Entries from a pointing dataset:
::::::::::
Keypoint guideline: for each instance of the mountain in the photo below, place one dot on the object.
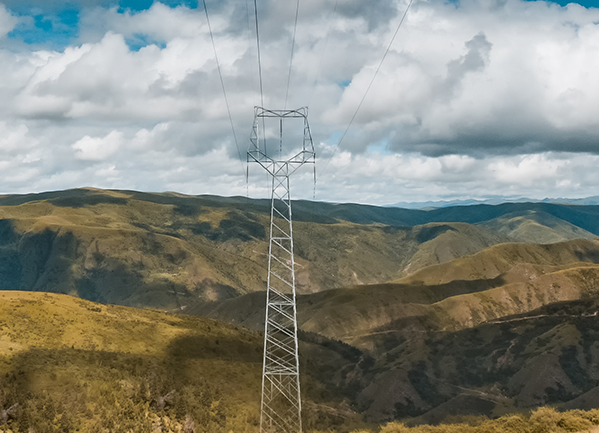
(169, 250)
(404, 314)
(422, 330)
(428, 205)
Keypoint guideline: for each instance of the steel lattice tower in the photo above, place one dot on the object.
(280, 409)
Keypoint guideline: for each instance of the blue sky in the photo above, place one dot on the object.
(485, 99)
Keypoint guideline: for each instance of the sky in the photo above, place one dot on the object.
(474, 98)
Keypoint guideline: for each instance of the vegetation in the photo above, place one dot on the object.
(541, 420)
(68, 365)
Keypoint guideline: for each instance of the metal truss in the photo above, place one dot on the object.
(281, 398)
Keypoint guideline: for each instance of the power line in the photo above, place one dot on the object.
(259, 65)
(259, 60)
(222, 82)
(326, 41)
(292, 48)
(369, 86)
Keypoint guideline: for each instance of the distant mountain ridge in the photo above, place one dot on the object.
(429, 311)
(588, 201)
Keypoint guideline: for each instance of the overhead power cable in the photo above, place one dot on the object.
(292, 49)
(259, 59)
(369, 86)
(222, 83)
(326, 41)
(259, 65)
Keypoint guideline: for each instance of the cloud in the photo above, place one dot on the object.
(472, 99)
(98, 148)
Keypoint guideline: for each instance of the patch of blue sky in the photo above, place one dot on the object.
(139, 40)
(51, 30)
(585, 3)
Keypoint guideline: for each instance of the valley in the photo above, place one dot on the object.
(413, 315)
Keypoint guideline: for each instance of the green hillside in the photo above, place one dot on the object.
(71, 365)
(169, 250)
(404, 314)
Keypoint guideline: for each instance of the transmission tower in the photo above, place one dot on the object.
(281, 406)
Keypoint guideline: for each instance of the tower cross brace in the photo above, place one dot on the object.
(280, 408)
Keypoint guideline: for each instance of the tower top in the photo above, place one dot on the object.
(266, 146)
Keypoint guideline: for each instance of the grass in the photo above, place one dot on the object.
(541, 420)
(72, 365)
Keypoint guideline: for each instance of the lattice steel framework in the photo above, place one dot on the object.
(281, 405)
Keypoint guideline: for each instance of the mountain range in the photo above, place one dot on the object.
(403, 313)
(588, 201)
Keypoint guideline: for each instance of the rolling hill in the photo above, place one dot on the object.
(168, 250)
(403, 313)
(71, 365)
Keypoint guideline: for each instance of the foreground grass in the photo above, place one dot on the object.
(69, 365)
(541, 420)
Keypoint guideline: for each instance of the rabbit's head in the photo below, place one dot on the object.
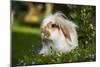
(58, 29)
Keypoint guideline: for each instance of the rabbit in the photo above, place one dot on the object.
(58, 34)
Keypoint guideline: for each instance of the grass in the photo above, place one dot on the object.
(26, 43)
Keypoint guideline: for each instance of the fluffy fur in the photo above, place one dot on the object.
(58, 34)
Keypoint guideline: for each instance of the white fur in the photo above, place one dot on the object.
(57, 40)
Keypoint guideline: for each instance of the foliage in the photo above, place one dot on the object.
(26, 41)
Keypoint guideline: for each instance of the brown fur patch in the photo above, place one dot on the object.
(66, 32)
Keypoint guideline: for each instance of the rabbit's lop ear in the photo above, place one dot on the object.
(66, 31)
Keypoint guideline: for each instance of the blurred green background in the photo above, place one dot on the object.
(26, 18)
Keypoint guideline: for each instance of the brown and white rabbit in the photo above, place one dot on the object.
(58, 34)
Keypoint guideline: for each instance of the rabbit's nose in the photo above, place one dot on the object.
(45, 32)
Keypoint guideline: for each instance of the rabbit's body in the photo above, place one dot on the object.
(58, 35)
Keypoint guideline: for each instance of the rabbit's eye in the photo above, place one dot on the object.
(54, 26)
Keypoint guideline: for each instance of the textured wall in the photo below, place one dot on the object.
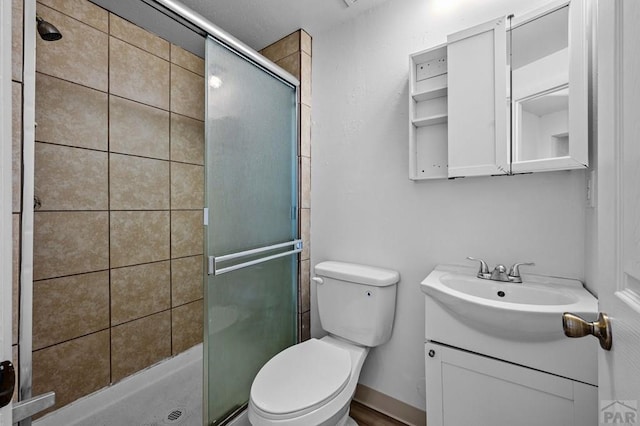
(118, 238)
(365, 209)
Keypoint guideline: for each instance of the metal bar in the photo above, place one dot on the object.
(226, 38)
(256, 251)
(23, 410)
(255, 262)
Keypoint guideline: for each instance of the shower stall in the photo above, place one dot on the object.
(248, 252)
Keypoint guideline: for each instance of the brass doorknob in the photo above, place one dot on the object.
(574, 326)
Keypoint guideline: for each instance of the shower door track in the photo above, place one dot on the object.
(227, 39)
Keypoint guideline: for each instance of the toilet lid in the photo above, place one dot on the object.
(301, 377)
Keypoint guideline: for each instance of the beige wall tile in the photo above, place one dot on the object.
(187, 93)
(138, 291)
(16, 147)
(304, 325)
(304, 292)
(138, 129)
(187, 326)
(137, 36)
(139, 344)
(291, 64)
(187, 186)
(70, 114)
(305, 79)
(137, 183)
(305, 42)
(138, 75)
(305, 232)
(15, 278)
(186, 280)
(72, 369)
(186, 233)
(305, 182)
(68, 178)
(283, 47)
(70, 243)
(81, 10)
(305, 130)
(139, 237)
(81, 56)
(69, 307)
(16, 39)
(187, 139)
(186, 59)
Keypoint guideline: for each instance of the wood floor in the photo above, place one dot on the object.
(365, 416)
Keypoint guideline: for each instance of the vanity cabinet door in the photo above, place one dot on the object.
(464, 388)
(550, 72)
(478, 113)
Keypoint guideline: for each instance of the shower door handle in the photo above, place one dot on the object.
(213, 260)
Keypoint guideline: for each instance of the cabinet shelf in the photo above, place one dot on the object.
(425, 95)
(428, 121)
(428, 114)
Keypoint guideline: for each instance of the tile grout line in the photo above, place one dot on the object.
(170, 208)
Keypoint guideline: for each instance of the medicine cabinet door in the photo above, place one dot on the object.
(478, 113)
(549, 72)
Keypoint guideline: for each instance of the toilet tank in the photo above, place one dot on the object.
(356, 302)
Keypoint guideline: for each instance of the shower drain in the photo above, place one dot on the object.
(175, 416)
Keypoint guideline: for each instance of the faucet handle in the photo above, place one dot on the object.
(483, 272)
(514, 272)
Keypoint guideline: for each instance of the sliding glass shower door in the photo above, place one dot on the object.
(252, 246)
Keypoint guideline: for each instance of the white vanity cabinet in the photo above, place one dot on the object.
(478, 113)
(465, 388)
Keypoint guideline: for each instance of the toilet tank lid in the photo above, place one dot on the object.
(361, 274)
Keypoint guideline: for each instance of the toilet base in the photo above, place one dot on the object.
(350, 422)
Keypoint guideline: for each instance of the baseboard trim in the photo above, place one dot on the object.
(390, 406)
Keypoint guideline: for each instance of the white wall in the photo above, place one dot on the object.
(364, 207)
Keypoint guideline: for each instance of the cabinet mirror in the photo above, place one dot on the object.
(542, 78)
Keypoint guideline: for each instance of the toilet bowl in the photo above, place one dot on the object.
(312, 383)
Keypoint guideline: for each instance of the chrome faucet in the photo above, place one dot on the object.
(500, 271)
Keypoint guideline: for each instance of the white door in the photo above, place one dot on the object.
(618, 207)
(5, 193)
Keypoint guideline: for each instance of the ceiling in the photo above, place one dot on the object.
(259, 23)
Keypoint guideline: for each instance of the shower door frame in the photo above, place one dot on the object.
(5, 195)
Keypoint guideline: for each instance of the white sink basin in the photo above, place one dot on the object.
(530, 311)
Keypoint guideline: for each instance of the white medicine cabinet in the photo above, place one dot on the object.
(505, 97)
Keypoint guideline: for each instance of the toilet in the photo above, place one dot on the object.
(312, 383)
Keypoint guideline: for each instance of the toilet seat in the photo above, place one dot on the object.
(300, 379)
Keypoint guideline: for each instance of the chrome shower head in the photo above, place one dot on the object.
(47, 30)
::::::::::
__SET PROBLEM__
From the line containing "Keypoint guideline: for each instance of the toilet bowl" to the last line of the material, please quote every line exactly and only those.

__THE RESULT__
Keypoint guideline: for each instance of the toilet bowl in the photo above, place one dot on the object.
(312, 383)
Keypoint guideline: for each instance of the chrome faucet in the photo above, place one dot on the object.
(500, 271)
Keypoint guideline: for each instance of the white door in the photo above, place one dot on the object.
(618, 207)
(5, 193)
Keypoint guideline: for each instance of the ceiling in the photo above, place one dot on the object.
(259, 23)
Keypoint guideline: for each instance of the shower door frame in the photo above, place one dot on the object.
(5, 195)
Keypoint guideline: for each instance of the white sink basin in the photo above, place one dot on the object.
(530, 311)
Keypoint guideline: for each instance of the white medicine cabinet in the photo above, place one dot on the object.
(505, 97)
Keypoint guideline: for each instance of the toilet in the photo above, place one dot on the object.
(312, 383)
Keypoint guideline: for each instance of the toilet seat in the photo above, place one dot on the object.
(300, 379)
Keypoint guideline: for each instance of the chrome shower head in the photo above, place one dot on the object.
(47, 30)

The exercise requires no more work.